→ **Directive**
Rename "meadow" to "grassland" throughout the lines below and leave everything else unchanged. Omit the picture from your output.

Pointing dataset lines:
· · · · ·
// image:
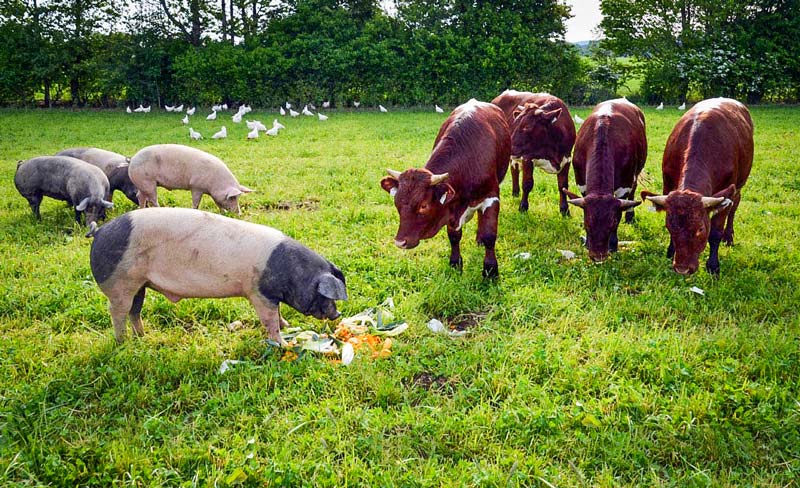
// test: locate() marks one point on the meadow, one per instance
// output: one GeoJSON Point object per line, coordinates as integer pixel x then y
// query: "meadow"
{"type": "Point", "coordinates": [572, 373]}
· · · · ·
→ **Task solution**
// image:
// test: locate() marks one point on the grassland, one per instance
// output: one GeoJSON Point object per line, coordinates as integer pixel x then y
// query: "grassland"
{"type": "Point", "coordinates": [572, 373]}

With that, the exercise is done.